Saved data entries
⁂

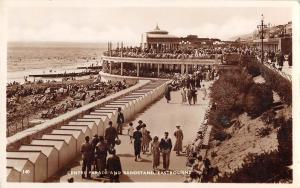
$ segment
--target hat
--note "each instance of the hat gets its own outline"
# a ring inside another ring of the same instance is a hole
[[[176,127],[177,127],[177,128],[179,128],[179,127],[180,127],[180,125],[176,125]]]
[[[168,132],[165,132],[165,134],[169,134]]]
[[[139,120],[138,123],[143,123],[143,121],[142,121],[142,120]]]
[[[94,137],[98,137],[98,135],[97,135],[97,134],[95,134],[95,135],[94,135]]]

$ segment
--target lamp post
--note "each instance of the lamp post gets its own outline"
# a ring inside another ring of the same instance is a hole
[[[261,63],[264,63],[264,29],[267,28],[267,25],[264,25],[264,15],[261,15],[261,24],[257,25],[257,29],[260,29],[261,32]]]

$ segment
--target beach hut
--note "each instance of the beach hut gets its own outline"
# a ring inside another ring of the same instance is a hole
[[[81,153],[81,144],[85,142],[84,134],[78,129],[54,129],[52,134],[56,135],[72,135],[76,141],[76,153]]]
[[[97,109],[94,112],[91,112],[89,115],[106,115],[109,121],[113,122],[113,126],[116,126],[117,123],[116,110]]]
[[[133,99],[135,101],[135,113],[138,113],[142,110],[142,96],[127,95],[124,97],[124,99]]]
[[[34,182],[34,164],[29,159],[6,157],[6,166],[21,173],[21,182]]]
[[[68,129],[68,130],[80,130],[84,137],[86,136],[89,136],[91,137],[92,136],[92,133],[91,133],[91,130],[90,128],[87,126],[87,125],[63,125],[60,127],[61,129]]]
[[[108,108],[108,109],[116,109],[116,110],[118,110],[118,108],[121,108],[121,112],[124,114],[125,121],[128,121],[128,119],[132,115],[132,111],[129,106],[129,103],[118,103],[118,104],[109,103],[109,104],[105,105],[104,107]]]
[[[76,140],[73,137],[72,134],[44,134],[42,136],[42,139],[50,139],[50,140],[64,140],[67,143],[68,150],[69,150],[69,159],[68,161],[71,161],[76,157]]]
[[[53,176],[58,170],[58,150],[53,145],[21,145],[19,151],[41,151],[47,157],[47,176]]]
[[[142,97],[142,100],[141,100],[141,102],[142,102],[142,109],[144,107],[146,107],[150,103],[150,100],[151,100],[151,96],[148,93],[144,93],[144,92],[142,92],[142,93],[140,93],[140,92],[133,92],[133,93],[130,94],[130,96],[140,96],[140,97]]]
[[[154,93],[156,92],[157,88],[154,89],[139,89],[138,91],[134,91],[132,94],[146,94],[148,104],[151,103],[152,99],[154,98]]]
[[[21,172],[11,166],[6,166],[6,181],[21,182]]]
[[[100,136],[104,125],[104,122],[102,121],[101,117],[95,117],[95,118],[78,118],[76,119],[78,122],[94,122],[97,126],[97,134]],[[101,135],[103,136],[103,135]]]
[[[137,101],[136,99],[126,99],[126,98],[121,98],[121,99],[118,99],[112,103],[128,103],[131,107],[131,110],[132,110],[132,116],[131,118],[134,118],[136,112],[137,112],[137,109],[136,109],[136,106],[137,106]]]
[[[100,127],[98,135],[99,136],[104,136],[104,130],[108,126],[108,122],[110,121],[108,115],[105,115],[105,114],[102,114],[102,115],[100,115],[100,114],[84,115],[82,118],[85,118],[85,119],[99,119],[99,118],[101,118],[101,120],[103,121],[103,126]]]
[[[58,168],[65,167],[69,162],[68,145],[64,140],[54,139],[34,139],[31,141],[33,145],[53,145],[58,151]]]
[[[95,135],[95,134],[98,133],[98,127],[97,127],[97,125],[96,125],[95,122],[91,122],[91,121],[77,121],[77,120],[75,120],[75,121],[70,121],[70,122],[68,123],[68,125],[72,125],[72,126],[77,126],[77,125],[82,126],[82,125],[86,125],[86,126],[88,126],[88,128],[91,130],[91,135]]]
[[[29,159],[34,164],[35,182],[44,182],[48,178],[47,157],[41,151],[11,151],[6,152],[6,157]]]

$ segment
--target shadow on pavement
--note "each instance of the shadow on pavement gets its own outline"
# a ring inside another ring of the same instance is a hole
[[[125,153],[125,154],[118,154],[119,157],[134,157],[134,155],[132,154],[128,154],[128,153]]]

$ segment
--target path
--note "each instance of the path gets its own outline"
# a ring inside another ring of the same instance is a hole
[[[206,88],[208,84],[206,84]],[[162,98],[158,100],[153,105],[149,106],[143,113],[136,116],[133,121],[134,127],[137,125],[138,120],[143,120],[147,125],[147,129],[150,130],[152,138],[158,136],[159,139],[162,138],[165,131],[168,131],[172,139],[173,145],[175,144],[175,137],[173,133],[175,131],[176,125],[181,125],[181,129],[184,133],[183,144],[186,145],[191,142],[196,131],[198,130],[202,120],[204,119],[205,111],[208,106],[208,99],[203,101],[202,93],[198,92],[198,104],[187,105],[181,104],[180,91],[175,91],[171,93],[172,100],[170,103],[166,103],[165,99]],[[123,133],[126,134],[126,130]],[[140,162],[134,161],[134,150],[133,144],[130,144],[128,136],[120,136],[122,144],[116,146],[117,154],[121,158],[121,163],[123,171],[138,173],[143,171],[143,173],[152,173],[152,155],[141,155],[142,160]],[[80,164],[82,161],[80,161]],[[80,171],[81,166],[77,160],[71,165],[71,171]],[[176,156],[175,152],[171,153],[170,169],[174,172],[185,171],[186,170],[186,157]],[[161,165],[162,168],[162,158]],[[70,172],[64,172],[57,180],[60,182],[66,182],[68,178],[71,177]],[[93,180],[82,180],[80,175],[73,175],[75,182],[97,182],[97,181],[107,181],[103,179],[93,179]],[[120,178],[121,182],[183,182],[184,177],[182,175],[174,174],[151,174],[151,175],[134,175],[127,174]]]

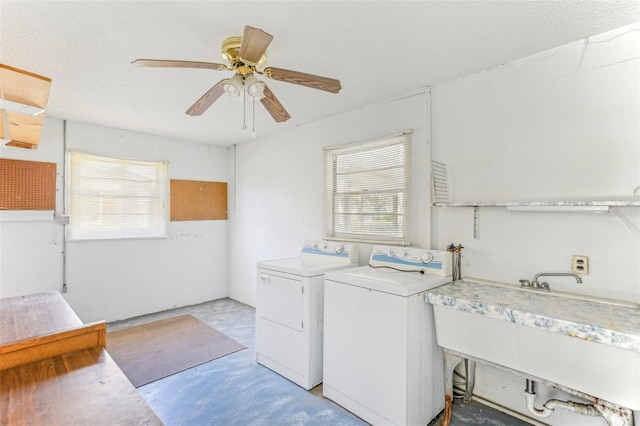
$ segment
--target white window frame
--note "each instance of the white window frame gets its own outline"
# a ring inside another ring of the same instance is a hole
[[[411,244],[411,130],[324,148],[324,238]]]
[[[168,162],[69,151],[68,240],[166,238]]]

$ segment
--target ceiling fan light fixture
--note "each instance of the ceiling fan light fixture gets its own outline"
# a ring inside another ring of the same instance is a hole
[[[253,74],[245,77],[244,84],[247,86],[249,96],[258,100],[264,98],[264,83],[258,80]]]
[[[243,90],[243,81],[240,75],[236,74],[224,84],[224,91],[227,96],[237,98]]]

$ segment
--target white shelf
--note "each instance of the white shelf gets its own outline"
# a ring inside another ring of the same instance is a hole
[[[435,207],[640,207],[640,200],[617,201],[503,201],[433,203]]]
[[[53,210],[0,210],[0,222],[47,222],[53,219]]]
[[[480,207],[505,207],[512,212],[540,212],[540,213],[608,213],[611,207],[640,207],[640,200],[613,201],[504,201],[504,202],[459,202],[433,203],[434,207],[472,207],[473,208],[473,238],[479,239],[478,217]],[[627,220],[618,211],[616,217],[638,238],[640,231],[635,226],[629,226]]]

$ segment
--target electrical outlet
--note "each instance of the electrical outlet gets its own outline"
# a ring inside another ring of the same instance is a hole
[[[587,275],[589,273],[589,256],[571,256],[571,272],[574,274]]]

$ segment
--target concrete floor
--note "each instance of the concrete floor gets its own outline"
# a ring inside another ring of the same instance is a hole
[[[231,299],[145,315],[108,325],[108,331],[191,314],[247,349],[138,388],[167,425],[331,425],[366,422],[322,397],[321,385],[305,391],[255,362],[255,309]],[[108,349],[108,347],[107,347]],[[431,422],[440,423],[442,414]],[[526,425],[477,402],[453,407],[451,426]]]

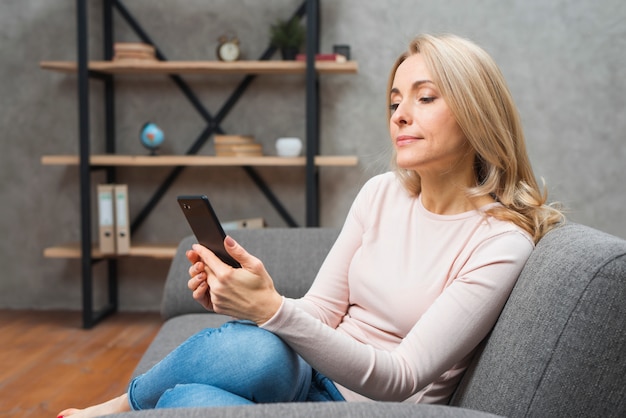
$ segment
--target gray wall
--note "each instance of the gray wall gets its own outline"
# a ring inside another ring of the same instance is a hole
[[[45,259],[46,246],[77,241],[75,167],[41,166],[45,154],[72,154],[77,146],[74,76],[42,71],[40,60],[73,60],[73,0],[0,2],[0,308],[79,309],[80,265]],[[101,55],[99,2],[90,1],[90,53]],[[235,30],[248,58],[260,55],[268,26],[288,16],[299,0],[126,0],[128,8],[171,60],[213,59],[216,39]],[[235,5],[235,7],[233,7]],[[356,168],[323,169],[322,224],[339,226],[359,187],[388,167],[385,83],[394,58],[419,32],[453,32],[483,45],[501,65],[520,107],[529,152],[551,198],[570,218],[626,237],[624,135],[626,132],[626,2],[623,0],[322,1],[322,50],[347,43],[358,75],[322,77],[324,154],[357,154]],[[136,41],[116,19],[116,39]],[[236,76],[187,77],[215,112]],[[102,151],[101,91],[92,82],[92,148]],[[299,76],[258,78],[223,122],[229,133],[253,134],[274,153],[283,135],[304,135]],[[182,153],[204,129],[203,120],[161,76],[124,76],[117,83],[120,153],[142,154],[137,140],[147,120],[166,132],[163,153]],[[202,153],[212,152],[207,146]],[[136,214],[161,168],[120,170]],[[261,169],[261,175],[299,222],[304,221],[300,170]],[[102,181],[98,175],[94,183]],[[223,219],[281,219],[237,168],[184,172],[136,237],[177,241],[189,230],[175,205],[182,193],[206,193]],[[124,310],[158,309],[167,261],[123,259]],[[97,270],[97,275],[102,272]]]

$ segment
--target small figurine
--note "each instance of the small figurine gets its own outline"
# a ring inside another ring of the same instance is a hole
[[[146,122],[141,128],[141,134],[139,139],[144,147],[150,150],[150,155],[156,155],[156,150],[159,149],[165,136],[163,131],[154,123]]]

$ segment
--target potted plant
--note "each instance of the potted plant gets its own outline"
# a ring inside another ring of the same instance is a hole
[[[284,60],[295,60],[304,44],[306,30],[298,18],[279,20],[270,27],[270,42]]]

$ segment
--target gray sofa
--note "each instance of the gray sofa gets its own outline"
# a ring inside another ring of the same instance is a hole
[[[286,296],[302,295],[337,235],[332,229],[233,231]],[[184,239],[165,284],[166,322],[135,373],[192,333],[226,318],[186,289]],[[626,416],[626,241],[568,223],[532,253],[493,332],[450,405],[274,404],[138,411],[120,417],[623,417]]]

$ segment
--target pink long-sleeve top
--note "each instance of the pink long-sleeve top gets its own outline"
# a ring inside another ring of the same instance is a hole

⁂

WHAT THE TASK ASKS
Leave out the pictures and restate, word for word, the lines from the top of the data through the line containing "of the lamp", both included.

REPLY
$ segment
--target hat
--note "each instance of the hat gets its own outline"
# a ring inside another ring of the same instance is a hole
[[[176,127],[177,127],[177,128],[179,128],[179,127],[180,127],[180,125],[176,125]]]
[[[168,132],[165,132],[165,134],[169,134]]]
[[[139,120],[138,123],[143,123],[143,121],[142,121],[142,120]]]
[[[94,137],[98,137],[98,135],[97,135],[97,134],[95,134],[95,135],[94,135]]]

$ segment
--target lamp post
--note "each instance of the lamp post gets its own outline"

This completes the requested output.